Talos Vulnerability Report

TALOS-2024-1926

libigl readMSH improper array index validation vulnerability

May 28, 2024
CVE Number

CVE-2024-23948,CVE-2024-23951,CVE-2024-23947,CVE-2024-23950,CVE-2024-23949

SUMMARY

Multiple improper array index validation vulnerabilities exist in the readMSH functionality of libigl v2.5.0. A specially crafted .msh file can lead to an out-of-bounds write. An attacker can provide a malicious file to trigger this vulnerability.

CONFIRMED VULNERABLE VERSIONS

The versions below were either tested or verified to be vulnerable by Talos or confirmed to be vulnerable by the vendor.

libigl v2.5.0

PRODUCT URLS

libigl - https://libigl.github.io/

CVSSv3 SCORE

8.8 - CVSS:3.1/AV:N/AC:L/PR:N/UI:R/S:U/C:H/I:H/A:H

CWE

CWE-787 - Out-of-bounds Write

DETAILS

libigl is a C++ geometry processing library that is designed to be simple to integrate into projects using a header-only construction for the code base. This library is widely utilized in industries ranging from Triple-A game development to 3D printing, and it can be found in many applications that require the geometry processing of various file formats.

Problem set:
A. What CVSSv3 score does the libigl vulnerability report assign?
B. Pick up the libigl vulnerability report after its last sentence and write the next passage.

Information shown:
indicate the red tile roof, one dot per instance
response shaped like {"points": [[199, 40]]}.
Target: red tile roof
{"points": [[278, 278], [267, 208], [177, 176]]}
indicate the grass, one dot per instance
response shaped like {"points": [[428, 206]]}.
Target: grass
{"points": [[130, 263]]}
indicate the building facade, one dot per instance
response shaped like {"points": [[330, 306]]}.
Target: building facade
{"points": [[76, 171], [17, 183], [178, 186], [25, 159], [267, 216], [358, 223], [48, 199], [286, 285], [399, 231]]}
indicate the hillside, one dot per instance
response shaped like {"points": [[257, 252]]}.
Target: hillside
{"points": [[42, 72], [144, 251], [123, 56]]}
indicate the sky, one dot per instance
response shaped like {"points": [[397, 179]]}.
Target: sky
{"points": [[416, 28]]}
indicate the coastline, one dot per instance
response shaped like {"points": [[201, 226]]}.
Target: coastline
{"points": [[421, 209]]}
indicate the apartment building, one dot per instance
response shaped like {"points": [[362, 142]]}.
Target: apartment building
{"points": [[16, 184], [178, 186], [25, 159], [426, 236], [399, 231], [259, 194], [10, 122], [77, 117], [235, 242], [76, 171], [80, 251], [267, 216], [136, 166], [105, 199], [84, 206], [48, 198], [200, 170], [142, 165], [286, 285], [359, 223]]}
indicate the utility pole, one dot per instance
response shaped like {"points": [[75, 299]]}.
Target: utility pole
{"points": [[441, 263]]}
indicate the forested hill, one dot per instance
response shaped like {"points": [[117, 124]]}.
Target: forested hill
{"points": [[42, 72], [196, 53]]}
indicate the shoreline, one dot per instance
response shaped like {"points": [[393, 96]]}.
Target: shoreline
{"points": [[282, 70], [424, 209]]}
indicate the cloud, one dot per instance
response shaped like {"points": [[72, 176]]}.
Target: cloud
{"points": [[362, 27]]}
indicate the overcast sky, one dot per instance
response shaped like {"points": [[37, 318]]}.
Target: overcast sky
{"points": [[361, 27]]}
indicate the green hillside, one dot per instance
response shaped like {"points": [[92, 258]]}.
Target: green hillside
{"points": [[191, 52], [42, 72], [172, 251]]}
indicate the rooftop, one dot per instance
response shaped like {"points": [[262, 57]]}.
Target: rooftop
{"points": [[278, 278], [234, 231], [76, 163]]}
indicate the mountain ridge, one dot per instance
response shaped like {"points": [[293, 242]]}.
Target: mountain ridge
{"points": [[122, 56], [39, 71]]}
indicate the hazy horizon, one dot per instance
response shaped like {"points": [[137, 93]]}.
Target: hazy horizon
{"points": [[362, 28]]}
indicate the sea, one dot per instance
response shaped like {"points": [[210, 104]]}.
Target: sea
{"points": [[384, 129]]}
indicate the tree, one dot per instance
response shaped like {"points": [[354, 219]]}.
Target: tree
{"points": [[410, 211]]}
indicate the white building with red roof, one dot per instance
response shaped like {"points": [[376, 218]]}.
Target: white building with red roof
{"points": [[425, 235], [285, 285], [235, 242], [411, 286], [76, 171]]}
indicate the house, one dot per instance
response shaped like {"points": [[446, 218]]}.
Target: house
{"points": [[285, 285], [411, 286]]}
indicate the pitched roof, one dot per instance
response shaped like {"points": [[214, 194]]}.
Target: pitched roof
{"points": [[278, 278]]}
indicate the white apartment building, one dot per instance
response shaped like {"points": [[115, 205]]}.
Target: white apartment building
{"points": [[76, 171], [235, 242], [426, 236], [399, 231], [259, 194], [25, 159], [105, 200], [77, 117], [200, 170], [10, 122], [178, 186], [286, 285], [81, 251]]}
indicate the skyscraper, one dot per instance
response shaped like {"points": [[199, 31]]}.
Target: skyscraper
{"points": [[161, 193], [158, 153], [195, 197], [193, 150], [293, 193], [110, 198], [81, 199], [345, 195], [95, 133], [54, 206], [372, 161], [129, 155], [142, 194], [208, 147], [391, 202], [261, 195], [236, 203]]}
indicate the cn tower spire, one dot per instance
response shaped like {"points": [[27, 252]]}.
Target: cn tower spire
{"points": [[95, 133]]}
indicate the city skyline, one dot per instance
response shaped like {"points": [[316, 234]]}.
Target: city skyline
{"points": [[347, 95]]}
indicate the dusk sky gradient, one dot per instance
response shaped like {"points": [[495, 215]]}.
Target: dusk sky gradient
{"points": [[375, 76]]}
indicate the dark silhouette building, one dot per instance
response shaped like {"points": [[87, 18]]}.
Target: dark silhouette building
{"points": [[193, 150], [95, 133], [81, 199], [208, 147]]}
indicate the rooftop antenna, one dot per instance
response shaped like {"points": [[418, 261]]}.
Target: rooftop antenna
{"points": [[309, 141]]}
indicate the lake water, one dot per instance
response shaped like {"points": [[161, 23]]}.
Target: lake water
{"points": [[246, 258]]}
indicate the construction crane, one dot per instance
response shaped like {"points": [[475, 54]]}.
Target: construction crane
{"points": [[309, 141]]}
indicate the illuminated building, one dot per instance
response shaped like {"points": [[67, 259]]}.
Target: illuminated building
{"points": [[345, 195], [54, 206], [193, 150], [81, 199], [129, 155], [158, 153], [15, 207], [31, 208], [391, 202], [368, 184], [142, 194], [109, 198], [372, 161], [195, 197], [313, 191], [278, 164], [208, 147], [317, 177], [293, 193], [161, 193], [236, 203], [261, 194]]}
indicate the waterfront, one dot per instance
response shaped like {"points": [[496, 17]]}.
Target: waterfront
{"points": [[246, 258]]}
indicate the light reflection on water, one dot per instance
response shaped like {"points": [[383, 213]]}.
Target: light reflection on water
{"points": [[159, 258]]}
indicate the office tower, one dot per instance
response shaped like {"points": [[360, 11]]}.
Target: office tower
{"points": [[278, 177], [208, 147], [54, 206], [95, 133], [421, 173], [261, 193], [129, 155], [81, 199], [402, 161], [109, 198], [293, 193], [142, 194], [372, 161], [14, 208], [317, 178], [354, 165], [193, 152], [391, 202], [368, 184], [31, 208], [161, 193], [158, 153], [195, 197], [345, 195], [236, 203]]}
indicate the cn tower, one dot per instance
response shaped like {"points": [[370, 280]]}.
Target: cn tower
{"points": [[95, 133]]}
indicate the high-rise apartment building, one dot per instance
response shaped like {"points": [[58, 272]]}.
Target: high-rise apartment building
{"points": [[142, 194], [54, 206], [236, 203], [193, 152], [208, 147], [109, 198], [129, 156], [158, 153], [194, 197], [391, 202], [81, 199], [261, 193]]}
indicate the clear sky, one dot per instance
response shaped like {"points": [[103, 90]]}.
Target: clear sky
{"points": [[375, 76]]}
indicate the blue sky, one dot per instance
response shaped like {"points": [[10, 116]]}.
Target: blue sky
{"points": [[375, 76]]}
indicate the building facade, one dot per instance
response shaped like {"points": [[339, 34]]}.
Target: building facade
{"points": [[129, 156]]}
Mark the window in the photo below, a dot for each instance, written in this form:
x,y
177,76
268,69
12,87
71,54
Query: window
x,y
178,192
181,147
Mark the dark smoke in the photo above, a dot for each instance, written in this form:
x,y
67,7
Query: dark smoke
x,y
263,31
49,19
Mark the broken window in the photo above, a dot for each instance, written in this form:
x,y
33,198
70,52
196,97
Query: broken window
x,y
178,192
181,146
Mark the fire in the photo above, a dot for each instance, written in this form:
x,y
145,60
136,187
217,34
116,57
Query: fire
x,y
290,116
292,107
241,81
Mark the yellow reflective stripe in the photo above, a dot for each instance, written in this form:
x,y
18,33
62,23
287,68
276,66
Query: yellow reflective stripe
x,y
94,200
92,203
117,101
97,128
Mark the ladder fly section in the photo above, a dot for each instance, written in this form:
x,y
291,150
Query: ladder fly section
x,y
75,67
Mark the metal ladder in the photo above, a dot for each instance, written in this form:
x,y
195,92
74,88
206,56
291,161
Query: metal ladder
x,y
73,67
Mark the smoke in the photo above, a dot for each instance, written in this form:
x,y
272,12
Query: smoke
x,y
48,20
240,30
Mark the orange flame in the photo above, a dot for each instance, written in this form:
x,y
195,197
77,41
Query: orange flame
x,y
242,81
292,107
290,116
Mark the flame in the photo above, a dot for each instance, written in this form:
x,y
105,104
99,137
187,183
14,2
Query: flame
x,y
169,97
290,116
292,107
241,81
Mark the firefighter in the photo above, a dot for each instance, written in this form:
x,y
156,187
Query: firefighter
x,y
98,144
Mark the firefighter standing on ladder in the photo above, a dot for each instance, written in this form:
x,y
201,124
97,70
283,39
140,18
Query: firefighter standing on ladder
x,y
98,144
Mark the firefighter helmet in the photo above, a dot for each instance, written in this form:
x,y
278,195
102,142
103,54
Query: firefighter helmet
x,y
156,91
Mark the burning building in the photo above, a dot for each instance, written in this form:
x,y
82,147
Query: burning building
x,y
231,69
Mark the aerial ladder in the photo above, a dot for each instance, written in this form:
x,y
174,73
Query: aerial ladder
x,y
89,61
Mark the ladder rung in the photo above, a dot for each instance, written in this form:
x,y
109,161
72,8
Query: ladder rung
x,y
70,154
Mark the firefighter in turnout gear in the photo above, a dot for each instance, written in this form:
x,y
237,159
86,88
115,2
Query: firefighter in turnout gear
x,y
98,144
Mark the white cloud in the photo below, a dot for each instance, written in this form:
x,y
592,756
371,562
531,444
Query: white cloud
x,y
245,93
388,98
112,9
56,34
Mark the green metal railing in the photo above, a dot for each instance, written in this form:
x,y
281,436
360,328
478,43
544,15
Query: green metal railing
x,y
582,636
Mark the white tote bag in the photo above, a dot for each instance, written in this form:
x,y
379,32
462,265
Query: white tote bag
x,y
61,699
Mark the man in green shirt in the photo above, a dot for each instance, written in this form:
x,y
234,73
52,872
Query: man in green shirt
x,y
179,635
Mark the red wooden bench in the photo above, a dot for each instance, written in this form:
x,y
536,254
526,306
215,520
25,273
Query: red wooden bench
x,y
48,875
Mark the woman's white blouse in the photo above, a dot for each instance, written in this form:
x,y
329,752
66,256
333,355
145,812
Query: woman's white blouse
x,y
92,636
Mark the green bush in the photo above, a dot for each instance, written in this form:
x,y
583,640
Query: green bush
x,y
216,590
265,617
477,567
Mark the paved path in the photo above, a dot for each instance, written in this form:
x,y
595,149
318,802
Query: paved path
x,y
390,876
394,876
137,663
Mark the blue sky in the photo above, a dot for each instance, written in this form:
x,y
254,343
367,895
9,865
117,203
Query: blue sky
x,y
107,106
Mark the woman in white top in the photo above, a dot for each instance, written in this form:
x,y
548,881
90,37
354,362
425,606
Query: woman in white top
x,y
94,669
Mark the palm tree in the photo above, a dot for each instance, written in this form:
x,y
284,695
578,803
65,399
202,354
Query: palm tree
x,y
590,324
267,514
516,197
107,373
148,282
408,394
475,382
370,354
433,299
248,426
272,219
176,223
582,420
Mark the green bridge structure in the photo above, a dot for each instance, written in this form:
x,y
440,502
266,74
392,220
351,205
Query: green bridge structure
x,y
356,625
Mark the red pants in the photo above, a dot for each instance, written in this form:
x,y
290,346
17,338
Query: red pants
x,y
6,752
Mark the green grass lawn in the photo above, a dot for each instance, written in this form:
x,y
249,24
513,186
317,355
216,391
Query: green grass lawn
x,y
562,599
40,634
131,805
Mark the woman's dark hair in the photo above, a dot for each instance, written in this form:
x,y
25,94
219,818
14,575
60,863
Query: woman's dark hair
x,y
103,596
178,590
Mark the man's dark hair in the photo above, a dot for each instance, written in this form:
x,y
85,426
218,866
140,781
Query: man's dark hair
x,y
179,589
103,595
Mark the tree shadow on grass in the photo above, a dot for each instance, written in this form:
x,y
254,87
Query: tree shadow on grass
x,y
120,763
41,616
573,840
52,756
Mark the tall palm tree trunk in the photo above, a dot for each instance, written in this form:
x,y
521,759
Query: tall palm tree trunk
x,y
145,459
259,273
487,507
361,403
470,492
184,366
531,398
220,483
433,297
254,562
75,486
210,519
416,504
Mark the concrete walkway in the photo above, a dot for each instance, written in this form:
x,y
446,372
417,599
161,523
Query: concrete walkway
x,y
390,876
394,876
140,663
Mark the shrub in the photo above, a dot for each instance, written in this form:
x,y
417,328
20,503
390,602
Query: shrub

Response list:
A. 8.8

B.
When loading a .msh file via the readMSH function, the code will invoke various functions from MshLoader.cpp which contains the vulnerabilities mentioned in this report.

In multiple locations throughout MshLoader.cpp, the index of a node, element, etc. is used to reference memory in the associated vector. However these vectors are allocated based upon the declared number of elements, nodes, etc. while no check is performed to ensure the indexes of these objects are within the expected bounds. Furthermore, the MSH specification says Note that the elm-numbers do not necessarily have to form a dense nor an ordered sequence. and Note that the node-numbers do not necessarily have to form a dense nor an ordered sequence. so even a legitimate MSH file could trigger these bugs.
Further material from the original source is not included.